----- Document excerpt
1

I'm trying to build an array where each row contains k-mers (k length nucleotide strings) from a different sequence. I've been reading that you can't really have empty arrays and it's been difficult for me to try using append.

bases = ['A', 'T', 'C', 'G']
self.profile = np.array([])

    for x in range(1):
        k = self.ksize
        kmer = [''.join(p) for p in itertools.product(bases, repeat=k)]
        for i in range(0, len(self.motifs)):
            for q in range(0, len(kmer)):
                if kmer[q] in self.motifs[i]:
                    self.kmers.append(kmer[q])
                    self.profile[i] = self.kmers

The error I get here is: "IndexError: index 0 is out of bounds for axis 0 with size 0"

I realize that this is because I did not specify the shape of the array, but I only know the number of rows there will be, I don't know how many columns there will be (column size depends on how many k-mers are found in each sequence).

If I try to make it a 'list of lists':

bases = ['A', 'T', 'C', 'G']
    self.profile = list()
----------
■ **Problems**
A: Retype the passage of the k-mer array question that begins at the words "The error I" and stops after "self.profile = list()".
B: Please list every base letter in the bases list defined in the k-mer array question.
C: Write the next part of the k-mer array question, picking up after its final line.
----- Data
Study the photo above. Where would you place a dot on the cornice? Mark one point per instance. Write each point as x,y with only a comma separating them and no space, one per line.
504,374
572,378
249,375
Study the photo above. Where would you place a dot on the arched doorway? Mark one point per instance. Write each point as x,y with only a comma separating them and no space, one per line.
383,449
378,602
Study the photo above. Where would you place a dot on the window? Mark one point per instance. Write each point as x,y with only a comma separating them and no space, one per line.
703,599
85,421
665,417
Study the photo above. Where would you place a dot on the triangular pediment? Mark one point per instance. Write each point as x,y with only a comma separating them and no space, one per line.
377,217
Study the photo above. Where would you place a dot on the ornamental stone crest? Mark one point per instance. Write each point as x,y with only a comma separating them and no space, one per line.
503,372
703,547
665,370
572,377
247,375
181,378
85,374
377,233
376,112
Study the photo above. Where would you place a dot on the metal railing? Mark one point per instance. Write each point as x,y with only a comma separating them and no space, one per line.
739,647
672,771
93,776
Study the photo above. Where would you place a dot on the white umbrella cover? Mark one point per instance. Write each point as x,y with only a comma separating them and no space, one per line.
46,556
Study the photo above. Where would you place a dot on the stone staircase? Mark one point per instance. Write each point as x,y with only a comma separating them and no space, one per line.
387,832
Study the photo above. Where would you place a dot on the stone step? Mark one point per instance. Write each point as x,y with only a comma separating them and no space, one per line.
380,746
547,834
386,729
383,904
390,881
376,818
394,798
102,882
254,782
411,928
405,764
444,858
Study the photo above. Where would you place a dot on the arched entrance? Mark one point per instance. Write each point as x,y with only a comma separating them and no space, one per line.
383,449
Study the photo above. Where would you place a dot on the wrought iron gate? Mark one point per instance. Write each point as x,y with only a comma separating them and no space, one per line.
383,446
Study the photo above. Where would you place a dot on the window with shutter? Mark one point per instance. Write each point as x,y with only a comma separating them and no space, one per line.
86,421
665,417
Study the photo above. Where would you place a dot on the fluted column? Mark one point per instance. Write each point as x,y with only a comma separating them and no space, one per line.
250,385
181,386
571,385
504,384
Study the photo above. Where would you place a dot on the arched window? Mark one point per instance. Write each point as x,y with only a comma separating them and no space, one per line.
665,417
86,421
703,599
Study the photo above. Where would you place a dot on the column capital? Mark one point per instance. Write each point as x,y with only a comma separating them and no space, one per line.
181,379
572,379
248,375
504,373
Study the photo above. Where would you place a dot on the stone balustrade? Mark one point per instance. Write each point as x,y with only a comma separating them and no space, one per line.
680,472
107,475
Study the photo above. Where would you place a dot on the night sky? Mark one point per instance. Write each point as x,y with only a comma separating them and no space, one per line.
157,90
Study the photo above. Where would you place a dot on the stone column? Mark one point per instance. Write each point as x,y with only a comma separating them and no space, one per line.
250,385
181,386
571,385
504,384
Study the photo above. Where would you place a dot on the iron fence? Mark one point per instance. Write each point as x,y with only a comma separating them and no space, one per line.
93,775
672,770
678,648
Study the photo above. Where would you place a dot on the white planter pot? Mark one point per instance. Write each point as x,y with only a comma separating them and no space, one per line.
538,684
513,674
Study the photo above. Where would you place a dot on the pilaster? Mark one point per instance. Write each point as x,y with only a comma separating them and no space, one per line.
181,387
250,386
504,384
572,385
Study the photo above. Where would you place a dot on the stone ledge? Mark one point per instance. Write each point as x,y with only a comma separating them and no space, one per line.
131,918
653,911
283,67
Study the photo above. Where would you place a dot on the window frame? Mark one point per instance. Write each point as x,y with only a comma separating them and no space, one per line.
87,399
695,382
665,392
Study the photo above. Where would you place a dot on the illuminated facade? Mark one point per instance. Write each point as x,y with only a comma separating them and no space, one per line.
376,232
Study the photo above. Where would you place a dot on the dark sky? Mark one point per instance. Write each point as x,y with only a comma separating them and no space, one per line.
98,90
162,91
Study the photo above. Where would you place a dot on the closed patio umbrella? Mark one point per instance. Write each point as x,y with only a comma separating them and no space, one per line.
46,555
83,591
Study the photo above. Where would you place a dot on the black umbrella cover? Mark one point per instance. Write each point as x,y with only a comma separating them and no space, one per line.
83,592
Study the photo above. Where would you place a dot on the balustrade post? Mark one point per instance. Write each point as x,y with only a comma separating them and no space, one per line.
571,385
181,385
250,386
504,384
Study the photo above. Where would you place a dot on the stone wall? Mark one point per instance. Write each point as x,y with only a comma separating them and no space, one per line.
----------
■ **Outputs for the tasks**
A:
The error I get here is: "IndexError: index 0 is out of bounds for axis 0 with size 0"

I realize that this is because I did not specify the shape of the array, but I only know the number of rows there will be, I don't know how many columns there will be (column size depends on how many k-mers are found in each sequence).

If I try to make it a 'list of lists':

bases = ['A', 'T', 'C', 'G']
    self.profile = list()

B: A, T, C, G

C:
    for x in range(1):
        k = self.ksize
        kmer = [''.join(p) for p in itertools.product(bases, repeat=k)]
        for i in range(0, len(self.motifs)):
            for q in range(0, len(kmer)):
                if kmer[q] in self.motifs[i]:
                    self.kmers.append(kmer[q])
                    self.profile[i] = self.kmers

I just get: self.profile[i] = self.kmers IndexError: list assignment index out of range

Is there a better way to do this?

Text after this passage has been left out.